Could you give the passage below on the search for Satoshi Nakamoto's identity again from "Hoback was intrigued" to "to Satoshi’s activities.", substituting "doubtful" for "skeptical"?

#### SOURCE TEXT
** begin **

Cullen Hoback’s investigation into Satoshi Nakamoto’s identity began with a hunch and a cryptic message. In 2019, Hoback, a documentary filmmaker, was working on a film about the pseudonymous creator of Bitcoin when he received an anonymous e-mail. The message contained a single sentence: “Peter was the only person who tried to talk me out of it.” The e-mail was from Jeff Garzik, a Bitcoin developer who had worked closely with Satoshi in the early days of the cryptocurrency. Garzik’s message hinted at a possibility that had been circulating among Bitcoin enthusiasts for years: that Peter Todd, another well-known Bitcoin developer, might be Satoshi himself.
Hoback was intrigued by Garzik’s message, but he was also skeptical. Todd was a controversial figure in the Bitcoin community, and his outspoken nature seemed at odds with Satoshi’s reserved and enigmatic persona. Nevertheless, Hoback decided to follow up on Garzik’s lead. He began by searching for any evidence that could link Todd to Satoshi’s activities.

** end **

#### DATA ROWS
** begin **

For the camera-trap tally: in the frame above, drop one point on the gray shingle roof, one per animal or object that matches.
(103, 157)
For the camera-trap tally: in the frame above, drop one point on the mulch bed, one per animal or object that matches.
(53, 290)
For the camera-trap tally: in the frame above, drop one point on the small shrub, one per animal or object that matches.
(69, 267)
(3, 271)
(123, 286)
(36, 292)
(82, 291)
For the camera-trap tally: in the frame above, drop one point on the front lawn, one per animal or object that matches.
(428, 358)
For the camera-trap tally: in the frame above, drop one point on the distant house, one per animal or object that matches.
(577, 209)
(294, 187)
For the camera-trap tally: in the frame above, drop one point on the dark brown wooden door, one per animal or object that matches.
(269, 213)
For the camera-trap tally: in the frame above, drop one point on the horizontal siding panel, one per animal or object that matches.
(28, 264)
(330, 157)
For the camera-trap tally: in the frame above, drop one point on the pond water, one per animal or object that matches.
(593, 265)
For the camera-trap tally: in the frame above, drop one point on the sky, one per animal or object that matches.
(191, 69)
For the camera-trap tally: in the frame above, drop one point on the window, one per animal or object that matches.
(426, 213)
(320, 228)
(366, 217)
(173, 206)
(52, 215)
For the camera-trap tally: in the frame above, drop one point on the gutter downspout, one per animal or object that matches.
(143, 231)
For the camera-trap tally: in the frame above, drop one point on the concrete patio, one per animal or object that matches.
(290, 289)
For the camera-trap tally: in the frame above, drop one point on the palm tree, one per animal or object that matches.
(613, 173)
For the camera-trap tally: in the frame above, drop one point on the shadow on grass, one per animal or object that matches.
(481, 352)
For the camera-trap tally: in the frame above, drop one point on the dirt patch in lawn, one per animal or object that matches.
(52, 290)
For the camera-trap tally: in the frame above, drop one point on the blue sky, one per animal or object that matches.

** end **

#### SOLUTION
Hoback was intrigued by Garzik’s message, but he was also doubtful. Todd was a controversial figure in the Bitcoin community, and his outspoken nature seemed at odds with Satoshi’s reserved and enigmatic persona. Nevertheless, Hoback decided to follow up on Garzik’s lead. He began by searching for any evidence that could link Todd to Satoshi’s activities.